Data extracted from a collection
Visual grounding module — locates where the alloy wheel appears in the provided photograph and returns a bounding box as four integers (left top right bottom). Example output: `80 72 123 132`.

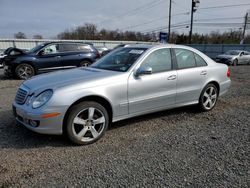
16 64 34 79
72 107 106 142
202 86 217 110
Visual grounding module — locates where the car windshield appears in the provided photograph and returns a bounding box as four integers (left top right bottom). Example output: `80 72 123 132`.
29 43 46 53
225 50 240 55
91 47 147 72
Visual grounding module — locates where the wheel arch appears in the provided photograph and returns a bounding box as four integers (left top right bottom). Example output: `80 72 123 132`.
79 58 93 66
63 95 113 134
16 61 37 73
202 80 220 96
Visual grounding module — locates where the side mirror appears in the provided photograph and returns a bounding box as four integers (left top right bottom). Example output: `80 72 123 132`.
135 66 152 77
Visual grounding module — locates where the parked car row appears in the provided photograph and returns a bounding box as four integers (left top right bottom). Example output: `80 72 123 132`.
2 42 100 79
1 42 250 79
215 50 250 66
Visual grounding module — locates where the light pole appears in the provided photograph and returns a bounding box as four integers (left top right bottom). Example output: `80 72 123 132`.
168 0 172 43
189 0 200 44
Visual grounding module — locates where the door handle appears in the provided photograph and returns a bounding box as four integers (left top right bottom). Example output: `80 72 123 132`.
167 75 177 80
200 71 207 75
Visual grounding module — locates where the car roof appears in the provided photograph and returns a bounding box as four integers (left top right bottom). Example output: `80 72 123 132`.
124 44 197 50
42 41 93 46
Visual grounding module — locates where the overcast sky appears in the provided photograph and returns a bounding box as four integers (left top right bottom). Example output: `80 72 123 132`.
0 0 249 39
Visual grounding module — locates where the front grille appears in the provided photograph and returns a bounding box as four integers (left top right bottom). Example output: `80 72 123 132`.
15 88 29 105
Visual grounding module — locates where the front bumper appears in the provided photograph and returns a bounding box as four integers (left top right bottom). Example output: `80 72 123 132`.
13 101 68 135
3 64 13 76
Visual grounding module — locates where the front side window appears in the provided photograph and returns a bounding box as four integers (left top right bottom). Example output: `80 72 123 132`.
174 48 196 69
42 44 59 55
140 48 172 73
91 48 146 72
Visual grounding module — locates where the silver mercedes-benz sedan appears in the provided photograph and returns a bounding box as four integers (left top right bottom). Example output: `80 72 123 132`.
13 44 231 145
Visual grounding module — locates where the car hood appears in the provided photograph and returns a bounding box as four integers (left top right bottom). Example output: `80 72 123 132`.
23 68 123 94
216 54 235 59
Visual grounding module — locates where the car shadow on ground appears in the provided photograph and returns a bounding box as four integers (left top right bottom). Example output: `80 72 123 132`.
0 106 201 149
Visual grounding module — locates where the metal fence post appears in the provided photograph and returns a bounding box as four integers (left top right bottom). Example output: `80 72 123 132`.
12 40 16 48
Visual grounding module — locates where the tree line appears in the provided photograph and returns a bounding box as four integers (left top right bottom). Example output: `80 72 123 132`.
14 23 250 44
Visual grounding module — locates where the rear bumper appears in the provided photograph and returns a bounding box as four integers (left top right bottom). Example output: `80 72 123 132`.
219 80 231 96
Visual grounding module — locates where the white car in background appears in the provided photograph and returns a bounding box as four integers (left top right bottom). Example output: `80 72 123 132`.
216 50 250 66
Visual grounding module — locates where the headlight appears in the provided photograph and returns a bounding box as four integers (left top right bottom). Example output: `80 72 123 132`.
32 90 53 109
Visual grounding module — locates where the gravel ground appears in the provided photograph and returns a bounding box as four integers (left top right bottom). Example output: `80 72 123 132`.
0 67 249 187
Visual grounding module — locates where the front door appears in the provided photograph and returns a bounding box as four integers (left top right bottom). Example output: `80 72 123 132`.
35 43 62 73
128 48 177 114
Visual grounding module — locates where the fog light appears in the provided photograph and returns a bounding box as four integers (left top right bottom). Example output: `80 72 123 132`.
24 118 29 124
30 120 39 127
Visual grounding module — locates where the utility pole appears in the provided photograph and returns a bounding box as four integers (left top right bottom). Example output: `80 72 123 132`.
189 0 200 44
168 0 172 43
241 13 248 44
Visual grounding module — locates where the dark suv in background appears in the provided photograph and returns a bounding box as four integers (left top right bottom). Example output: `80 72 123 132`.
3 42 100 79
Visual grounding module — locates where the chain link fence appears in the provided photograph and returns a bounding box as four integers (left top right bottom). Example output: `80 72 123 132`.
1 39 250 59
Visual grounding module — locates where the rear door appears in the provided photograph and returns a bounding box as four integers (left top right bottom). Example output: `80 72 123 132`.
35 43 62 72
173 48 208 104
58 43 81 68
59 43 94 67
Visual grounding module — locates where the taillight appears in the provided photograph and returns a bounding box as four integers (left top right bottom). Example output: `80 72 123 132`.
227 67 230 77
96 52 101 58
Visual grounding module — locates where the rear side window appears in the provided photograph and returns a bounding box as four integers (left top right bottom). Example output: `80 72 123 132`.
174 49 196 69
77 44 93 53
141 48 172 73
59 43 78 52
194 53 207 67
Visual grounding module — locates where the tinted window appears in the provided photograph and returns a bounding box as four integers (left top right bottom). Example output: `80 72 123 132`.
78 44 93 53
91 48 146 72
29 44 46 53
243 51 250 55
194 53 207 67
42 44 59 54
175 49 196 69
225 50 240 55
10 50 22 56
141 48 172 73
60 44 78 52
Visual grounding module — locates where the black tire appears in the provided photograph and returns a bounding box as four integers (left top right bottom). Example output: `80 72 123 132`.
232 59 238 66
198 83 218 112
79 60 91 67
15 63 35 80
66 101 109 145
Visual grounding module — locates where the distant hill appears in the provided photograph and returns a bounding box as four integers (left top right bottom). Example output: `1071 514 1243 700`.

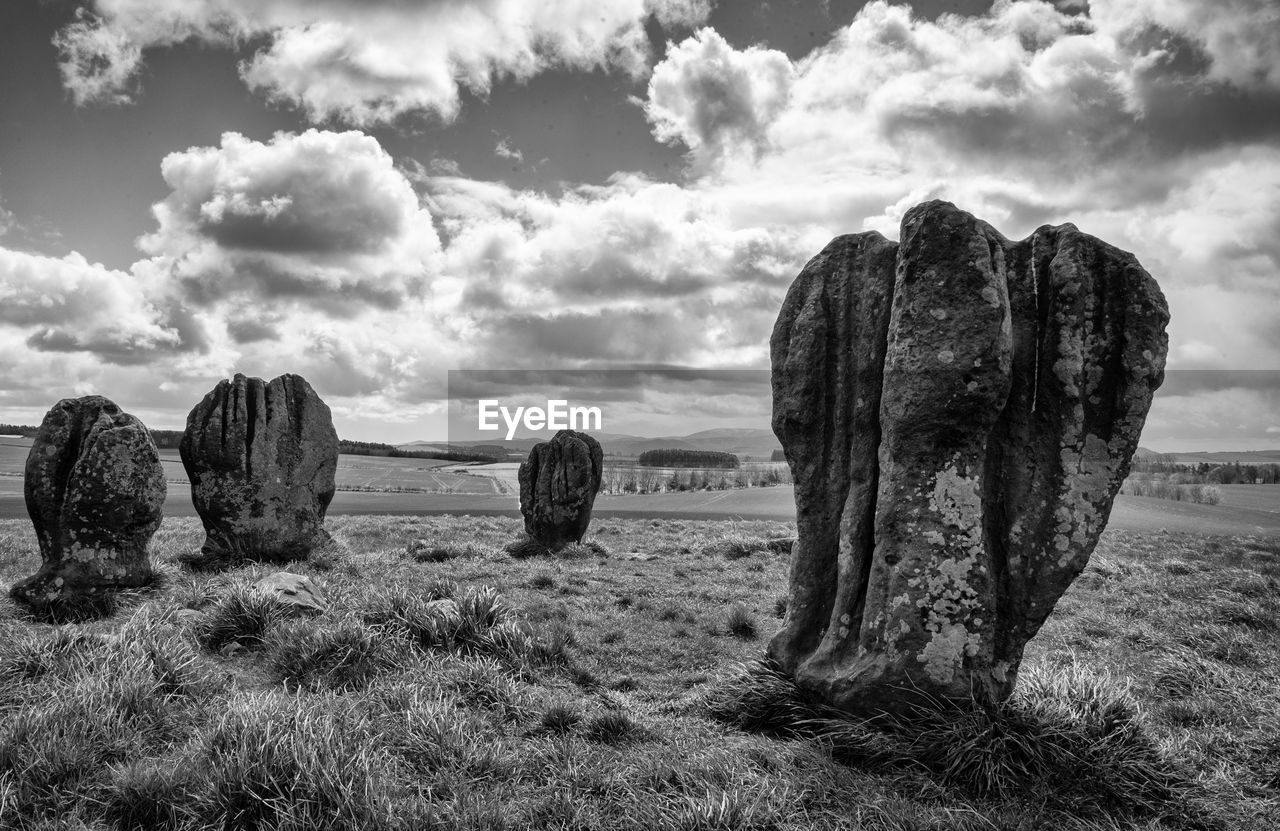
400 433 1280 466
1134 447 1280 466
631 429 780 459
399 428 784 460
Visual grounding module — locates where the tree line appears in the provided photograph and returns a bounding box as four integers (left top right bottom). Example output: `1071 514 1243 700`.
338 439 498 463
637 448 739 468
1130 456 1280 484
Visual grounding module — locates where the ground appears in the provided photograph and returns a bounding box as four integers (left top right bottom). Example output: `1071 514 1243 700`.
0 514 1277 830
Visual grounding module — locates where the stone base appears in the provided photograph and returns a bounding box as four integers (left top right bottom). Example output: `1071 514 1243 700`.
10 564 153 622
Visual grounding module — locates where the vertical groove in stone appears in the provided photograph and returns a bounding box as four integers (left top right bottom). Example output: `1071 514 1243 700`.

#### Assigned task
Your answer must be an exact copy of the lines from the line with "Visual grounding module — locates where the distant" to the final line of the data, both ends included, and no pictures.

#### Result
Visual grounding module — locates where the distant hill appears in the provided photograph and returns a bounding box as four integers (left top right bottom). Example output: `1071 514 1243 700`.

400 433 1280 466
1134 447 1280 466
631 429 780 459
399 428 784 460
Visual grounding module — locates where the tree line appears in the provided photograph and returns a bounding box as four integers (left top right bottom). Example output: `1071 514 1243 700`.
338 439 498 463
637 448 739 468
1130 456 1280 484
Visual grounding module — locates where the ground appears in the provided photograph and returns a bounding box as four integers (left top right bottom). Example output: `1071 514 1243 700`.
0 514 1277 830
Visual grounding module — locates where the stone base appears in the provided photograph and returns a bounding box as four integers (left top right bottom). Example output: `1071 514 1243 700`.
10 564 153 622
Visual grounding module — locates where the vertical groove in stone appears in the provided photograph and returns a bounding box as four integers (left top right bottom). Example output: `1071 514 1243 700`.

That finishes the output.